- **EXERCISE BRIEF**
Reproduce the lines of the material exactly, excluding every image.

Dataset records about object locations
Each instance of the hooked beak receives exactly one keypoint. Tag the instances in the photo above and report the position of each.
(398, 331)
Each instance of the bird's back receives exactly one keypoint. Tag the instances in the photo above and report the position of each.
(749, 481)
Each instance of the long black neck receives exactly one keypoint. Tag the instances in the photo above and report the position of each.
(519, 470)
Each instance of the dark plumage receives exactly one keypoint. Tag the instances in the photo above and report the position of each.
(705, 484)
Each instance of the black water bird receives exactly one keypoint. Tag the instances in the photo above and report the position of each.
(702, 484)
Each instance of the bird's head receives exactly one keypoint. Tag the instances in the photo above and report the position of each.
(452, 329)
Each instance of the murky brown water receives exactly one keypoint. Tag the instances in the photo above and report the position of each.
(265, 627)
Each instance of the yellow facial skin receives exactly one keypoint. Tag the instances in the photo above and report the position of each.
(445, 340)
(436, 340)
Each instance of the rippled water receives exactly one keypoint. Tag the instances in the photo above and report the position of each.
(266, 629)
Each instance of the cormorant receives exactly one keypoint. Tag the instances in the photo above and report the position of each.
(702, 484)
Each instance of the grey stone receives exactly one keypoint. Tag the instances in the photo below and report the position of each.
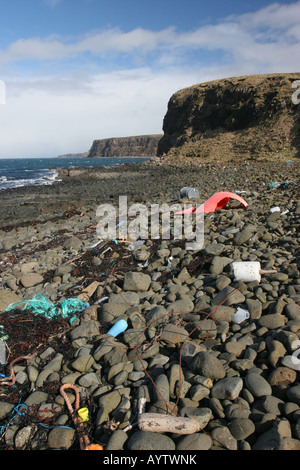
(173, 334)
(196, 441)
(86, 329)
(181, 306)
(222, 437)
(117, 440)
(136, 282)
(231, 295)
(257, 385)
(6, 298)
(214, 249)
(202, 415)
(228, 387)
(5, 409)
(83, 363)
(241, 428)
(205, 363)
(293, 394)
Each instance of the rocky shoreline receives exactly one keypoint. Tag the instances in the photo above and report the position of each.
(183, 352)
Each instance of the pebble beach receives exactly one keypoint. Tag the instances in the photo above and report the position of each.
(183, 354)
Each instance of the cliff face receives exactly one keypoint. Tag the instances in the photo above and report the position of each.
(136, 146)
(249, 117)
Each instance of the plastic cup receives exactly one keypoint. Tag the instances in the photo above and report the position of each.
(118, 328)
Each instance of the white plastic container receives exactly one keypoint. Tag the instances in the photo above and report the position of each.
(246, 271)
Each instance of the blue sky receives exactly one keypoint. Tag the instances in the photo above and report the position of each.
(72, 71)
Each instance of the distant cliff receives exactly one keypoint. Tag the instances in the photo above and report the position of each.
(135, 146)
(241, 117)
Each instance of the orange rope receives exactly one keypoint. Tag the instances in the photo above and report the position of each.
(83, 439)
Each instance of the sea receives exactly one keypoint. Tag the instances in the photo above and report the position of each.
(17, 172)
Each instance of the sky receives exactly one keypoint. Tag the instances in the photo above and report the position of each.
(72, 71)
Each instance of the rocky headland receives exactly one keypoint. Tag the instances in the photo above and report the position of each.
(134, 146)
(252, 117)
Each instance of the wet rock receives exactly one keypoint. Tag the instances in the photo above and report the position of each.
(136, 282)
(205, 363)
(257, 385)
(143, 440)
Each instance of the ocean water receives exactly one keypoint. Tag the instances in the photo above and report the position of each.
(17, 172)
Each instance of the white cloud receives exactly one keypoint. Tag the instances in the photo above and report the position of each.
(51, 3)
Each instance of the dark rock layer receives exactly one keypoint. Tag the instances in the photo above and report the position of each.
(248, 117)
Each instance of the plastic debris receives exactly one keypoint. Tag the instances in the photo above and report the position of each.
(83, 414)
(215, 202)
(240, 315)
(88, 292)
(118, 328)
(40, 305)
(227, 232)
(156, 422)
(136, 244)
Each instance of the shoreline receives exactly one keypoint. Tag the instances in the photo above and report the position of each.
(154, 181)
(182, 349)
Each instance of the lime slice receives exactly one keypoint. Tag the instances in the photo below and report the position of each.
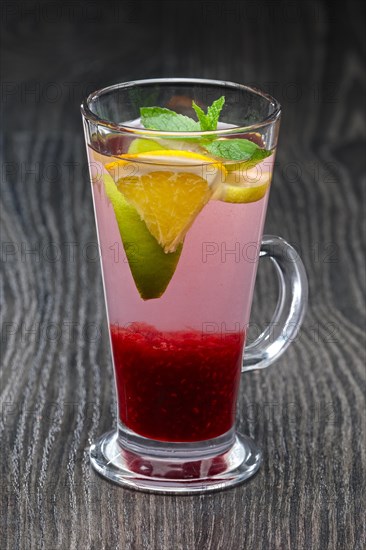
(168, 189)
(151, 268)
(244, 186)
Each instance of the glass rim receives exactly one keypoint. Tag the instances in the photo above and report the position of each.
(132, 130)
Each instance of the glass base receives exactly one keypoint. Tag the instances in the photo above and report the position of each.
(139, 463)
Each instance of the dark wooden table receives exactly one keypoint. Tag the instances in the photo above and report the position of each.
(307, 413)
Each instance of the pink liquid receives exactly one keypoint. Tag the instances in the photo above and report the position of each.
(209, 294)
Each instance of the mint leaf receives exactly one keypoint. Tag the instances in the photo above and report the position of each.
(214, 111)
(165, 120)
(202, 117)
(237, 149)
(209, 121)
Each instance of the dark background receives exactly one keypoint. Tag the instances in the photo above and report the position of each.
(307, 413)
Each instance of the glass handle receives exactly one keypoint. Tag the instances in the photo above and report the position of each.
(290, 309)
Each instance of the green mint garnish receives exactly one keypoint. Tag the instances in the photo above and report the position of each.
(238, 149)
(209, 121)
(165, 120)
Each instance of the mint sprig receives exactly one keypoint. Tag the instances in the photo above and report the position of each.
(236, 149)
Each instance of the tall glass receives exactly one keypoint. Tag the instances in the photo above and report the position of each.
(180, 205)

- **RESULT BELOW**
Each instance of the hooked beak receives exactly one keypoint. Tag the instances in the photo above and report the position of each.
(398, 331)
Each instance of the bird's back receives exactly one keypoint. Tag the instances in the photo above and report the position of each.
(749, 481)
Each instance of the long black neck receives exactly one keypoint. Tag the instances in the photo above and report the position of each.
(519, 470)
Each instance of the dark plumage receives exactly one keypoint. Tag the instances in the photo above and report the position of each.
(705, 484)
Each instance of the black water bird receives exactly one keypoint. Tag the instances in the photo above and report the position of each.
(702, 484)
Each instance of the bird's head receives exactly one keypoint. Tag the instances in the photo above and report the position of each.
(452, 329)
Each instance of the murky brown water receives exactly one keypoint. Tag the instances in the photo above and report the position of each.
(265, 627)
Each instance of the yellow facial skin receives exactly one keypoint. Tag the instances in the photo above and report the position of each.
(445, 340)
(436, 340)
Each instance of the rippled water receives exactly one keypoint. Tag the instances in the photo above and report the position of each.
(266, 629)
Each instance of the cormorant receives exactly one keypoint. Tag the instances in the photo above and report the position of each.
(702, 484)
Each instance of the grey stone receives exactly one keypoint. Tag the instances in the photo below and report the position of each.
(173, 334)
(196, 441)
(86, 329)
(181, 306)
(222, 437)
(117, 440)
(136, 282)
(231, 295)
(257, 385)
(6, 298)
(214, 249)
(202, 415)
(228, 387)
(5, 409)
(83, 363)
(241, 428)
(205, 363)
(293, 394)
Each instance of the rocky shoreline receives exactly one keypoint. Tag the instances in the photo above and report the position of each.
(183, 352)
Each instance of the pebble beach receives exactly one keypoint. Tag the instances in the photo above and report the position of each.
(183, 354)
Each instance of the cliff face receives exactly one keypoint. Tag the instances in the photo above and report the position of each.
(136, 146)
(249, 117)
Each instance of the plastic cup receives exactly one keypoint. Tag the instances in the photo above and report the position of each.
(118, 328)
Each instance of the white plastic container receives exactly one keypoint. Tag the instances in the photo above and report the position of each.
(246, 271)
Each instance of the blue sky receives exactly one keypoint. Tag the instances in the photo above and report the position of each.
(72, 71)
Each instance of the distant cliff receives exactly one keypoint. Tag the instances in the photo above and report the position of each.
(135, 146)
(241, 117)
Each instance of the orange rope receives exactly one keypoint. Tag the instances in the photo above and report the position of each.
(83, 439)
Each instance of the sea receives exactly one keypoint. Tag the instances in the photo above and report the position of each.
(17, 172)
Each instance of the sky receives exactly one keypoint. Tag the instances in the photo above and report the position of each.
(72, 71)
Each instance of the rocky headland receives exactly one keypoint. Tag the instances in the photo above and report the position of each.
(134, 146)
(252, 117)
Each instance of the wet rock receives exactly one keypoint. Tag the instances in the photo above and report the position of each.
(136, 282)
(205, 363)
(257, 385)
(143, 440)
Each instance of the ocean water receives exactly one keypoint. Tag the instances in the photo above and report the position of each.
(17, 172)
Each instance of the white cloud receives exactly one keypoint. Tag the instances in the photo above and report the position of each.
(51, 3)
Each instance of the dark rock layer receives exactly one keypoint. Tag the instances in the photo above and report the position of each.
(248, 117)
Each instance of the plastic debris receives exactly one keypoint. Tag the instances in the photo above and report the position of each.
(83, 414)
(215, 202)
(240, 315)
(88, 292)
(118, 328)
(40, 305)
(227, 232)
(156, 422)
(136, 244)
Each instance of the shoreline receives exactly one keypoint. Tag the instances in the photo above and report the position of each.
(154, 181)
(182, 349)
Each instance of the lime slice receives exactly one keypoint. Tag the instances in the photo below and report the position of each.
(168, 189)
(151, 268)
(244, 186)
Each instance of the glass rim receives exactly one keypoint. Tag the instances in the photo above and report the position of each.
(132, 130)
Each instance of the glass base receives exactly one keypoint. Tag the instances in the photo above and report the position of each.
(139, 463)
Each instance of the dark wooden table receives exactly one keypoint. Tag the instances in the photo above and report the position of each.
(307, 413)
Each instance of the pink liquid receives exactly one keypoint. Tag the instances in the photo above and report the position of each.
(209, 294)
Each instance of the mint leaf receives exactly one keypoint. Tag the instances in the photo above and report the position of each.
(214, 111)
(165, 120)
(202, 117)
(237, 149)
(209, 121)
Each instance of the dark background receives exactly one keypoint. Tag the instances in the photo above and report the position of each.
(307, 413)
Each instance of the glass handle receives exactly one keypoint. Tag the instances in the photo above and report the position of each.
(290, 309)
Each instance of the green mint garnish receives exactly one keypoint. Tag the instances in the photo above and report the position of each.
(238, 149)
(209, 121)
(165, 120)
Each instance of the mint sprig receives exactly one keypoint. Tag the instances in the photo above and report the position of each.
(236, 149)
Each instance of the tall glass receives exactly one keypoint. Tag the instances in the photo above and report the position of each.
(180, 205)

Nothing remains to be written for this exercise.